> Raw records:
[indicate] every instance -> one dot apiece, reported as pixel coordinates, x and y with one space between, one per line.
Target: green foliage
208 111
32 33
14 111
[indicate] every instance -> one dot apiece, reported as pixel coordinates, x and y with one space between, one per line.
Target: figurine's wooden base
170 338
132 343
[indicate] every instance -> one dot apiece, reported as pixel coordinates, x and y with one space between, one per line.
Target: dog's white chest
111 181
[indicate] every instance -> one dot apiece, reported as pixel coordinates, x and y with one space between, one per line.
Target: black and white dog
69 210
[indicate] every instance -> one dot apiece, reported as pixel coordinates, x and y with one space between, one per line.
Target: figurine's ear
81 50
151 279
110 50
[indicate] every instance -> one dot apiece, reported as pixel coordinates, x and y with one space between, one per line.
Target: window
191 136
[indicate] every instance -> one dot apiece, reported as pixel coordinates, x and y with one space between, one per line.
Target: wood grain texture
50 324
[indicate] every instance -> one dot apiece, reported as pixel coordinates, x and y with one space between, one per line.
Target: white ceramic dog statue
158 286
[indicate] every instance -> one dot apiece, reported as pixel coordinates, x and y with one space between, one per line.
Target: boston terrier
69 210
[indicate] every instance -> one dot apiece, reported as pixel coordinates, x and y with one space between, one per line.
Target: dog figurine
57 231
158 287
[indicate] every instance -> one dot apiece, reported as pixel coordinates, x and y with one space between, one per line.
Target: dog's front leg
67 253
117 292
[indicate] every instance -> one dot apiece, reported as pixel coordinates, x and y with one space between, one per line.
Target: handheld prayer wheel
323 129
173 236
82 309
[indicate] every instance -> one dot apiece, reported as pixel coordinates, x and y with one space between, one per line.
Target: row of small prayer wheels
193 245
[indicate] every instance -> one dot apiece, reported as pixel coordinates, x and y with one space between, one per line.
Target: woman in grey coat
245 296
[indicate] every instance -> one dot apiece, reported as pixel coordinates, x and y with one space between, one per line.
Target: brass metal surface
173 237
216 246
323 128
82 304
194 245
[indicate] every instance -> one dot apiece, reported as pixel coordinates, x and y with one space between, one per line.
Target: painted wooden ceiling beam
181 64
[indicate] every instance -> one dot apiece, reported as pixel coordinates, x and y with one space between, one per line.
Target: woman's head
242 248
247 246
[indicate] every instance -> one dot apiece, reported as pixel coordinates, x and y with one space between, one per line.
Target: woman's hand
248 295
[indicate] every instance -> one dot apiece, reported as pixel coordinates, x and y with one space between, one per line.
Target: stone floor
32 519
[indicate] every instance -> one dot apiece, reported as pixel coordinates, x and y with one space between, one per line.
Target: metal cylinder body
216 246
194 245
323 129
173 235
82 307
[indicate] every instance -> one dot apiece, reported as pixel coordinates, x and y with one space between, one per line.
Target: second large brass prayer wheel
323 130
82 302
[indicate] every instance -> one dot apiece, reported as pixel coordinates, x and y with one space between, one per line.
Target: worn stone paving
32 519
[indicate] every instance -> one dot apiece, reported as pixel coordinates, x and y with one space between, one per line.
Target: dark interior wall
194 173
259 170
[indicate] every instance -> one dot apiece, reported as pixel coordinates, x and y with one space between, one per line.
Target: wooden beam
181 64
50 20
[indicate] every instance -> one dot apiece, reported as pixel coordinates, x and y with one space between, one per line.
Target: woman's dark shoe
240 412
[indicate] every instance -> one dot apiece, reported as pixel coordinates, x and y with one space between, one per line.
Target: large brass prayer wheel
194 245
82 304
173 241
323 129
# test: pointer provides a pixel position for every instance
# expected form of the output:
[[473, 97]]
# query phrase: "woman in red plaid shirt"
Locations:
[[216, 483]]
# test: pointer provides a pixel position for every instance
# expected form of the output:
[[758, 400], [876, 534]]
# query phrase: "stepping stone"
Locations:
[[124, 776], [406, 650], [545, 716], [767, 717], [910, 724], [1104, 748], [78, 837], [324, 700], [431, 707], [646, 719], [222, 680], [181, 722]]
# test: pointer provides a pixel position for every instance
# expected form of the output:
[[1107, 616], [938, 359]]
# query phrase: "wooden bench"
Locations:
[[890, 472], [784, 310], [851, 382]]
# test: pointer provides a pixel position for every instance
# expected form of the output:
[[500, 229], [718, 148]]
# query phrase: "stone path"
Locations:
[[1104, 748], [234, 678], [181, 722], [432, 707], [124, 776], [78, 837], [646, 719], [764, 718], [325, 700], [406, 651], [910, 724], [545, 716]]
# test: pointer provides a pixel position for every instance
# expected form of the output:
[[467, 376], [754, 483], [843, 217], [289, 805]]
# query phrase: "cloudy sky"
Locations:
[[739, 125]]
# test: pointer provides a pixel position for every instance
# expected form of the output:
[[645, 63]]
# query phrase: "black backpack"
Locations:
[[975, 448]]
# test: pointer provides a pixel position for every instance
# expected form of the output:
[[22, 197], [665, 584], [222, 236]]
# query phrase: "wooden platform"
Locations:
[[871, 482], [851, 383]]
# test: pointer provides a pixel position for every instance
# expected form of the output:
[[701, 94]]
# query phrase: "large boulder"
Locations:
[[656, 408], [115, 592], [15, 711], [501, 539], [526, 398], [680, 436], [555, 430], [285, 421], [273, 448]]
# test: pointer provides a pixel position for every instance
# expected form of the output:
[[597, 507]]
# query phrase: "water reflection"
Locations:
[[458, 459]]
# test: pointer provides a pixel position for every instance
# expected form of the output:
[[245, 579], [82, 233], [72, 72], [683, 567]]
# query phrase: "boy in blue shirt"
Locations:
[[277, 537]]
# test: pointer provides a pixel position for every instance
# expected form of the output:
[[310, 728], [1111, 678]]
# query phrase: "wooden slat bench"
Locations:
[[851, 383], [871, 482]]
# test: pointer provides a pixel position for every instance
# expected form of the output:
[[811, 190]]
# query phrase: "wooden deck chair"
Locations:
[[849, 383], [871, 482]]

> Stated exercise:
Each line above is to be repeated exactly.

> Reply:
[indicate] every instance -> one dot apiece, reported as pixel coordinates, x and y with one space between, one per line.
Target: green foliage
208 111
32 33
14 111
[indicate] every instance -> one dot apiece, reported as pixel coordinates, x and y with one space between, one per line.
Target: figurine's wooden base
170 338
132 343
[indicate] every instance -> one dot apiece, reported as pixel coordinates, x and y with one space between, one per line.
Target: dog's white chest
111 181
[indicate] every instance -> one dot apiece, reported as pixel coordinates, x and y with one space between, one per line.
Target: black and white dog
69 210
[indicate] every instance -> one dot apiece, reported as pixel coordinates, x and y with one space between, one per line.
Target: figurine's ear
81 50
151 279
110 50
[indicate] every instance -> one dot apiece, reported as pixel coordinates, x and y with one space between, one per line.
Target: window
191 136
[indicate] every instance -> one dot apiece, reported as pixel coordinates, x and y with one space between, one per line.
Target: wood grain texture
50 324
[indicate] every instance -> one dot apiece, reported as pixel coordinates, x and y with one space between, one per line.
Target: white ceramic dog statue
158 286
[indicate] every instance -> one dot apiece, reported as pixel coordinates, x and y with one space between, one per line.
Target: boston terrier
69 210
[indicate] every instance -> one dot apiece, reported as pixel coordinates, x and y with one space between, one per line.
Target: dog figurine
57 231
158 287
[indicate] every instance -> one dot apiece, reported as pixel coordinates, x and y with one space between, one per line.
Target: dog's front leg
67 253
117 292
[indicate] every instance -> one dot apiece, reported as pixel coordinates, x and y with one space between, one per line.
Target: handheld prayer wheel
323 129
173 236
82 309
[indicate] every instance -> one dot apiece, reported as pixel coordinates, x and y with one space between, one per line.
Target: row of small prayer wheels
193 245
[indicate] every instance -> one dot apiece, reported as pixel coordinates, x and y with one space between, one per line.
Target: woman in grey coat
245 296
[indicate] every instance -> one dot apiece, reported as pixel coordinates, x and y with one space between, one per line.
Target: brass metal surface
173 237
216 246
323 128
82 304
194 245
[indicate] every instance -> one dot apiece, reported as pixel coordinates, x and y with one space between, one per line.
Target: painted wooden ceiling beam
181 64
[indicate] every instance -> one dot apiece, reported as pixel coordinates, x and y with one space between, one per line.
Target: woman's head
242 248
247 246
[indicate] every instance -> one dot apiece, reported as pixel coordinates, x and y with one space between, one per line.
Target: woman's hand
248 295
[indicate] every instance -> one dot apiece, reported as pixel coordinates, x and y with one space between, one per line.
Target: stone floor
32 519
[indicate] every instance -> one dot apiece, reported as pixel coordinates, x and y with one space between, one per line.
Target: metal cylinder body
216 246
194 245
323 129
173 235
82 307
[indicate] every instance -> one dot apiece, reported as pixel coordinates, x and y with one space between, one per line.
Target: second large brass prayer wheel
323 130
82 302
[indicate] every instance -> one dot apiece, reported as pixel coordinates, x and y with one space between, one per line.
Target: worn stone paving
32 519
[indicate] every instance -> one dot apiece, reported as pixel coordinates, x and y with one space between, one per line.
Target: dark interior wall
194 173
259 170
[indicate] every instance -> one dot apiece, reported as pixel coordinates, x and y with one space between, one per line.
Target: wooden beam
181 64
50 20
[indicate] every instance -> one dot apiece, reported as pixel coordinates, x and y with one space between, one per line.
Target: woman's dark shoe
240 412
[indicate] every instance -> one dot apiece, reported as pixel coordinates, x and y with one space between, one per line.
Target: large brass prayer wheel
194 245
82 304
173 241
323 129
# test: pointer provides a pixel position for every instance
# expected form of the output:
[[473, 97]]
# query phrase: "woman in red plaid shirt"
Locations:
[[216, 483]]
# test: pointer provides a pixel position for every instance
# expected form of the output:
[[758, 400], [876, 534]]
# query phrase: "stepping stone"
Locations:
[[124, 776], [406, 650], [545, 716], [767, 717], [910, 724], [1104, 748], [78, 837], [324, 700], [431, 707], [646, 719], [222, 680], [181, 722]]
# test: pointer provides a pixel position for every instance
# expected form of the output:
[[1107, 616], [938, 359]]
# query phrase: "wooden bench"
Locations:
[[890, 472], [784, 310], [851, 382]]
# test: pointer provides a pixel position for every instance
# expected form of the output:
[[500, 229], [718, 148]]
# query phrase: "stone path"
Locations:
[[1104, 748], [234, 678], [181, 722], [432, 707], [124, 776], [78, 837], [646, 719], [764, 718], [325, 700], [406, 651], [910, 724], [545, 716]]
# test: pointer provides a pixel position for every instance
# expected form of the output:
[[467, 376], [754, 483], [843, 217], [289, 805]]
# query phrase: "cloudy sky"
Locations:
[[739, 125]]
# test: pointer provides a pixel position for every instance
# expected form of the output:
[[645, 63]]
# query phrase: "black backpack"
Locations:
[[975, 448]]
# test: pointer provides a pixel position for every instance
# expected form of the output:
[[22, 197], [665, 584], [222, 236]]
# query phrase: "wooden platform"
Locations:
[[871, 482], [851, 383]]
# test: pointer provides a pixel position for every instance
# expected form of the output:
[[701, 94]]
# query phrase: "large boulder"
Locations:
[[656, 408], [115, 592], [15, 711], [501, 539], [526, 398], [680, 436], [555, 430], [285, 421], [273, 448]]
# test: pointer provides a pixel position for every instance
# expected form of the output:
[[597, 507]]
# query phrase: "water reflection"
Locations:
[[458, 459]]
# test: pointer provides a pixel position for every instance
# expected form of the output:
[[245, 579], [82, 233], [72, 72], [683, 567]]
# query phrase: "boy in blue shirt"
Locations:
[[277, 537]]
# test: pointer provides a pixel position for every instance
# expected form of the output:
[[310, 728], [1111, 678]]
# query phrase: "wooden slat bench"
Locations:
[[851, 383], [871, 482]]
# test: pointer provides a pixel position for every instance
# expected form of the output:
[[811, 190]]
# query phrase: "wooden deck chair"
Locations:
[[849, 383], [871, 482]]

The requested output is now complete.